» **Problem statement**
For each record here, output an exact copy.

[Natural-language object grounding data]
****

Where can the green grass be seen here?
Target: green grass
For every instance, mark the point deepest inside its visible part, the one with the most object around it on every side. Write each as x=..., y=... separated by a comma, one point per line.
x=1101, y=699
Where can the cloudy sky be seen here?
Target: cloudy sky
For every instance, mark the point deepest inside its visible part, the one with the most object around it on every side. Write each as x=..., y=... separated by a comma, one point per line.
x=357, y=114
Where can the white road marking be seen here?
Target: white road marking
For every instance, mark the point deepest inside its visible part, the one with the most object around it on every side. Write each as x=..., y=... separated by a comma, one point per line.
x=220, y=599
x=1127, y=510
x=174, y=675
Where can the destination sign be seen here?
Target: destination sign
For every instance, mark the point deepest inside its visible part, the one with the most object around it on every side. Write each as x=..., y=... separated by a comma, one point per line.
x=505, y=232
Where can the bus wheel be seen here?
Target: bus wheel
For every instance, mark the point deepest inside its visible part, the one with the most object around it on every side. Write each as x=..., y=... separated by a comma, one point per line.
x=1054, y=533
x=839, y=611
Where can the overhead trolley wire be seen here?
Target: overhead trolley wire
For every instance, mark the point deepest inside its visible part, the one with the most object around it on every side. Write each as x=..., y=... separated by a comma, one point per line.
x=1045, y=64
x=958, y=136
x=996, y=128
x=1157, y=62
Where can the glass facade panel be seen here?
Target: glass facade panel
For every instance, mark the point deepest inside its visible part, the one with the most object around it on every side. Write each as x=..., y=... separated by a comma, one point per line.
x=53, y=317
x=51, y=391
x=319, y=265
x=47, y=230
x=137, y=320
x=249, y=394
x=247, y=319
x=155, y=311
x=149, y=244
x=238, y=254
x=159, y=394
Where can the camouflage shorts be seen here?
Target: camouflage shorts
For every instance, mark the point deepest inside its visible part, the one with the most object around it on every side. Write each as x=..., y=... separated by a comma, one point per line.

****

» **Answer space**
Where can the green grass be seen here?
Target: green grass
For every instance, mark the point deepest inside its visible part, the one with the most object around it on every side. Write each as x=..., y=... separated by a comma, one point per line.
x=1101, y=699
Where can the cloudy sky be seen here?
Target: cloudy sky
For every instance, mark the point deepest inside its visible part, the one with the most object around it on every side. Write each as x=..., y=... separated by a comma, one point per line.
x=357, y=114
Where can the white road marking be seen here?
Target: white road marking
For every instance, mark the point deepest inside its visible part, the one with the most object around it on every side. Write each as x=..., y=... separated by a comma, one point per line.
x=220, y=599
x=1127, y=510
x=174, y=675
Where can the destination sign be seen here?
Target: destination sign
For every instance, mark the point deepest inside its visible part, the one with the most object around it on every side. Write each as x=..., y=... separated by a comma, one point per line.
x=505, y=232
Where can the bus wheel be seen here?
Target: bus wheel
For every instance, mark the point deepest inside its visible part, the one with the most object around it on every side. Write each as x=..., y=... separated by a comma, one point per line.
x=1054, y=533
x=839, y=611
Where can the overhead trolley wire be seen here?
Target: overhead trolley wire
For every instance, mark the point deepest inside its visible part, the one with the most object around it on every side. Write each as x=..., y=... separated by a comma, one point per line.
x=1045, y=64
x=958, y=136
x=996, y=128
x=1157, y=62
Where can the glass facade panel be seen here?
Target: glass facade panel
For every instance, mark the point deepest inside its visible part, the one with the most object around it on every side. Write each as x=..., y=... separated by a comma, one point per line.
x=53, y=317
x=51, y=391
x=319, y=265
x=47, y=230
x=137, y=320
x=249, y=394
x=247, y=319
x=155, y=311
x=149, y=244
x=238, y=254
x=159, y=394
Where can the camouflage shorts be seen here?
Target: camouflage shorts
For every instance, mark the point deepest inside its visible part, the one with the most object around it on every side. Write each as x=..., y=... separated by a comma, one point per line.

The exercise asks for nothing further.